● **Dataset extract**:
══════

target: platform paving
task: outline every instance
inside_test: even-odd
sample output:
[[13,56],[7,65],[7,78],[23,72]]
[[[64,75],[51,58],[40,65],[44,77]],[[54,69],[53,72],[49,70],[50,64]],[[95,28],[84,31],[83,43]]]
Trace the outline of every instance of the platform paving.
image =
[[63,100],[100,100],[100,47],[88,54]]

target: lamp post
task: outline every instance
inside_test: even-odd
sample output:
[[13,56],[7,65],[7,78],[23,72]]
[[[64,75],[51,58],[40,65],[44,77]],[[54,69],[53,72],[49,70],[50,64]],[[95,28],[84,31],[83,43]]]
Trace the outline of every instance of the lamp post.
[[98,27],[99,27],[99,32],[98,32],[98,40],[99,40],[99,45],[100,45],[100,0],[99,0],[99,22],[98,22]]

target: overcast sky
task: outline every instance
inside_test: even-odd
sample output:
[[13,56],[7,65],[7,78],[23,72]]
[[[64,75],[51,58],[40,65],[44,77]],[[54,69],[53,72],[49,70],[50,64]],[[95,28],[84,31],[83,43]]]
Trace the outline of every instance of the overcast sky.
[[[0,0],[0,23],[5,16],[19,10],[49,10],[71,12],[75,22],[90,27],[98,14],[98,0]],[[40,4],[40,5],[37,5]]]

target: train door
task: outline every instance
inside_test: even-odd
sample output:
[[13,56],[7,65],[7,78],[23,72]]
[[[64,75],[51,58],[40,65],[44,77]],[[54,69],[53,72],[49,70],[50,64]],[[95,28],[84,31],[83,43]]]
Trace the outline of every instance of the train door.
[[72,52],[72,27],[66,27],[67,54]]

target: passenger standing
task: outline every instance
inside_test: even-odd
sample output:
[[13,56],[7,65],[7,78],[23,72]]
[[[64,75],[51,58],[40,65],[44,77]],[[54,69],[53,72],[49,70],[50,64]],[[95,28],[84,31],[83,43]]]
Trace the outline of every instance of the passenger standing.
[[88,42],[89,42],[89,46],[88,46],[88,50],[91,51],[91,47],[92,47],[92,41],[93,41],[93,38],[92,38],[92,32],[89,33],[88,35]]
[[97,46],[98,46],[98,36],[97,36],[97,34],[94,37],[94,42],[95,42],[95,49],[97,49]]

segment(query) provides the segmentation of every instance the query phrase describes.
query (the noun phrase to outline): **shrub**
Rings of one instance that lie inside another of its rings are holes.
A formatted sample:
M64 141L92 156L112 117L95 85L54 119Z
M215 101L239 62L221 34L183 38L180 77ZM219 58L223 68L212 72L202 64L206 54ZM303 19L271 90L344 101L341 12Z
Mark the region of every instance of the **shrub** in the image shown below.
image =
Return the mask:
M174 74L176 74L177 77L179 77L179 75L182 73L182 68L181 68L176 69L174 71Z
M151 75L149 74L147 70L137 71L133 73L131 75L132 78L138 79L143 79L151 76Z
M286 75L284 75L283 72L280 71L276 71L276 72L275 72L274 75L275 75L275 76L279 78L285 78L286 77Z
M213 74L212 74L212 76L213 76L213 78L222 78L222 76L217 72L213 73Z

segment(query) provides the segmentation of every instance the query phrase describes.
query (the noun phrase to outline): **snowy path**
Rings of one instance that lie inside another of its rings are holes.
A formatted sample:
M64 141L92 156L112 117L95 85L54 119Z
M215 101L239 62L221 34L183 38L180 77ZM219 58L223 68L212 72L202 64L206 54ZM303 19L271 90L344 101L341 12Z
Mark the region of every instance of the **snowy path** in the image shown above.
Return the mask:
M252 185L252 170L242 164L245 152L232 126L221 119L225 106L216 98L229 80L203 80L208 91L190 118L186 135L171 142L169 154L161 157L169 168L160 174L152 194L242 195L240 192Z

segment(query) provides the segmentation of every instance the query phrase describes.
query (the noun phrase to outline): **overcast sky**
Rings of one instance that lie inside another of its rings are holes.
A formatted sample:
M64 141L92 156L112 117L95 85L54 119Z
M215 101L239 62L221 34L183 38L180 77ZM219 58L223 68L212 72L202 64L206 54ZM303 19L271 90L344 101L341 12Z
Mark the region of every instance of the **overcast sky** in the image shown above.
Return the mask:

══════

● **Stated exercise**: Rewrite all of the rows above, replacing every "overcast sky" with "cloudy sky" and leaving everything else the same.

● **Result of the exercise**:
target: platform paving
task: outline every instance
inside_test: even-odd
sample output:
[[13,56],[7,65],[7,78],[23,72]]
[[[64,75],[51,58],[40,65],[44,77]],[[54,69],[53,72],[49,70],[50,64]],[[95,28],[84,31],[83,43]]]
Trace the outline of every instance of the platform paving.
image =
[[63,100],[100,100],[100,47],[88,54]]

target: lamp post
task: outline every instance
inside_test: even-odd
sample output:
[[13,56],[7,65],[7,78],[23,72]]
[[[64,75],[51,58],[40,65],[44,77]],[[54,69],[53,72],[49,70],[50,64]],[[95,28],[84,31],[83,43]]]
Trace the outline of every instance of the lamp post.
[[98,27],[99,27],[99,32],[98,32],[98,40],[99,40],[99,45],[100,45],[100,0],[99,0],[99,22],[98,22]]

target: cloudy sky
task: outline every instance
inside_test: even-odd
sample output:
[[13,56],[7,65],[7,78],[23,72]]
[[[64,75],[51,58],[40,65],[44,77]],[[54,69],[53,72],[49,70],[50,64]],[[95,28],[84,31],[83,43]]]
Trace the outline of every instance of the cloudy sky.
[[[0,0],[0,23],[5,16],[19,10],[49,10],[71,12],[75,22],[90,27],[98,14],[98,0]],[[40,4],[40,5],[37,5]]]

target: train door
task: outline every instance
inside_test: even-odd
sample output:
[[13,56],[7,65],[7,78],[23,72]]
[[[64,75],[51,58],[40,65],[44,77]],[[54,69],[53,72],[49,70],[50,64]],[[95,28],[84,31],[83,43]]]
Trace the outline of every instance of the train door.
[[72,52],[72,27],[66,27],[67,54]]

target: passenger standing
task: outline every instance
inside_test: even-odd
sample output:
[[13,56],[7,65],[7,78],[23,72]]
[[[64,75],[51,58],[40,65],[44,77]],[[54,69],[53,72],[49,70],[50,64]],[[95,28],[84,31],[83,43]]]
Trace the outline of every instance of the passenger standing.
[[88,42],[89,42],[89,46],[88,46],[88,50],[91,51],[91,47],[92,47],[92,41],[93,41],[93,38],[92,38],[92,32],[89,33],[88,35]]
[[97,46],[98,46],[98,36],[97,36],[97,34],[94,37],[94,42],[95,42],[95,49],[97,49]]

segment(query) provides the segmentation of every instance the query phrase describes.
query (the noun phrase to outline): **shrub**
Rings of one instance that lie inside another of its rings are holes.
A formatted sample:
M64 141L92 156L112 117L95 85L54 119Z
M215 101L239 62L221 34L183 38L180 77ZM219 58L223 68L212 72L202 64L206 54ZM303 19L271 90L344 101L341 12Z
Mark the region of every instance of the **shrub** in the image shown below.
image =
Return the mask:
M174 74L176 74L177 77L179 77L179 75L182 73L182 68L181 68L176 69L174 71Z
M151 75L149 74L147 70L137 71L133 73L131 75L132 78L138 79L143 79L151 76Z
M286 75L284 75L283 72L280 71L276 71L276 72L275 72L274 75L275 75L275 76L279 78L285 78L286 77Z
M213 74L212 74L212 76L213 76L213 78L222 78L222 76L217 72L213 73Z

segment(query) provides the segmentation of every instance the query phrase describes.
query (the noun phrase to outline): **snowy path**
Rings of one instance that lie inside another of its rings are holes.
A formatted sample:
M64 141L92 156L112 117L95 85L54 119Z
M215 101L239 62L221 34L183 38L180 77ZM219 58L223 68L212 72L202 64L206 54ZM303 19L271 90L344 101L341 12Z
Mark the region of every instance of the **snowy path** in the image shown above.
Return the mask:
M252 185L252 170L242 164L245 152L232 126L221 119L225 106L216 98L229 80L203 80L208 91L190 118L186 135L171 142L169 154L161 157L169 168L160 174L152 194L242 195L240 192Z

segment(query) provides the segmentation of every instance the query phrase describes.
query (the noun phrase to outline): **cloudy sky**
Rings of one instance that lie inside another of its rings are holes.
A formatted sample:
M64 141L92 156L112 117L95 85L54 119Z
M215 101L239 62L221 34L183 38L180 77ZM219 58L223 68L212 72L202 64L206 54ZM303 19L271 90L344 101L341 12Z
Mark the region of every instance of the **cloudy sky** in the image shown above.
Return the mask:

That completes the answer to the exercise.